> [What the task requires] Search the entries below for the word "white", then copy each line in which it is found.

[Excerpts from a dataset]
+ + + + +

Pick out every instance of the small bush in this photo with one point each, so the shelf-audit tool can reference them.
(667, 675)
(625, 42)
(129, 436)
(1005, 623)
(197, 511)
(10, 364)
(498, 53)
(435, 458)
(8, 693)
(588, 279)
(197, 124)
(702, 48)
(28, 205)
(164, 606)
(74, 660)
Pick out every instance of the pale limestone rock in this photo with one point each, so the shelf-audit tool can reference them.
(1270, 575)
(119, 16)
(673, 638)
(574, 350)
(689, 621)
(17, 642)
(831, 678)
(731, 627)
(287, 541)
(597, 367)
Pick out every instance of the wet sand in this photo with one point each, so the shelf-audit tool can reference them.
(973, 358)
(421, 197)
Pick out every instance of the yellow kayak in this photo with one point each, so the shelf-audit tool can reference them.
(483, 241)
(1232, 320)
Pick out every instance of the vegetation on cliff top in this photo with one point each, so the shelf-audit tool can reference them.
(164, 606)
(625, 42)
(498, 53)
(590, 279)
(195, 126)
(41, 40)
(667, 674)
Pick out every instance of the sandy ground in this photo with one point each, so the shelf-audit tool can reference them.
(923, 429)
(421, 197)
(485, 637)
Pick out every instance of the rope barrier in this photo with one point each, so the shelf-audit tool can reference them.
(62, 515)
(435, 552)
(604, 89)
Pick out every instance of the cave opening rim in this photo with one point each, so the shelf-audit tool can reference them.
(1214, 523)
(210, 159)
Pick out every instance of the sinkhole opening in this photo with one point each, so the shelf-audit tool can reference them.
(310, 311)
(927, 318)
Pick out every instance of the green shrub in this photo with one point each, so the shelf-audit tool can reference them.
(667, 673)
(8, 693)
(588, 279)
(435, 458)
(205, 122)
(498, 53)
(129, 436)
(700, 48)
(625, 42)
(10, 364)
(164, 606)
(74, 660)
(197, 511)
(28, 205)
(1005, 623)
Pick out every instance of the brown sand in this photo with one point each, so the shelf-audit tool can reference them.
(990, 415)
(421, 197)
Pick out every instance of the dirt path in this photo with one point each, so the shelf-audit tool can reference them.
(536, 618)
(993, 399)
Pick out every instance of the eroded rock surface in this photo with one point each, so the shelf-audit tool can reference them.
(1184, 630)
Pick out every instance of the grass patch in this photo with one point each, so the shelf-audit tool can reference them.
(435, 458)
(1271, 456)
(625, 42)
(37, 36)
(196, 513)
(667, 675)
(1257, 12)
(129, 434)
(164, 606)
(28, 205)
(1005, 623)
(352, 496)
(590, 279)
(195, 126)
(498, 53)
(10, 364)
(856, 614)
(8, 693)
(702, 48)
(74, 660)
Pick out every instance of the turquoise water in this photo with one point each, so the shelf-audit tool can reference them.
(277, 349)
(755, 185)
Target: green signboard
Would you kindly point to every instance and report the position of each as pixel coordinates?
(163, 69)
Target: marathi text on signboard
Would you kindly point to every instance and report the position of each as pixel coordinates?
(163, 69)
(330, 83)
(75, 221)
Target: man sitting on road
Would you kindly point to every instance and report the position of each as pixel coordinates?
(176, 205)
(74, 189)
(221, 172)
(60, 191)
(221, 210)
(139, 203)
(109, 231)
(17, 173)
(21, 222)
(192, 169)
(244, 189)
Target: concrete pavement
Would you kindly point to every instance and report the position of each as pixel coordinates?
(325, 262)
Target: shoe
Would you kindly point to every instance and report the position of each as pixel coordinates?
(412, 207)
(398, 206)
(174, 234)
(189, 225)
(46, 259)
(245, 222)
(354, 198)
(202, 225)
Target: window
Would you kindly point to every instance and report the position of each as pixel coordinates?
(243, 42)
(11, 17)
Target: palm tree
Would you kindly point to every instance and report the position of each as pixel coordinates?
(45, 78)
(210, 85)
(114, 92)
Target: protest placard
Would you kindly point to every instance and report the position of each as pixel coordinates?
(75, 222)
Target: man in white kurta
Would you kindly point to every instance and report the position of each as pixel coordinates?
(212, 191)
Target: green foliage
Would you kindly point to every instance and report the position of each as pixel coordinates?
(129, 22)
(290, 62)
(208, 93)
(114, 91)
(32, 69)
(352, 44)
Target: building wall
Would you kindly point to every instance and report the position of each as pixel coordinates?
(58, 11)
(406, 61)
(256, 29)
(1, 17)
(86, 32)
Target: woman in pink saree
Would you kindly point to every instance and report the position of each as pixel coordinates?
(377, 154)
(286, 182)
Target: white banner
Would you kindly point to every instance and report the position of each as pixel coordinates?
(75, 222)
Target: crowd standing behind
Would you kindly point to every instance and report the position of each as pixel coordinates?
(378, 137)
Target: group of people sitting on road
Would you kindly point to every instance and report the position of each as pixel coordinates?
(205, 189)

+ + + + +

> [Response to the exercise]
Target: man in white kurta
Target: white banner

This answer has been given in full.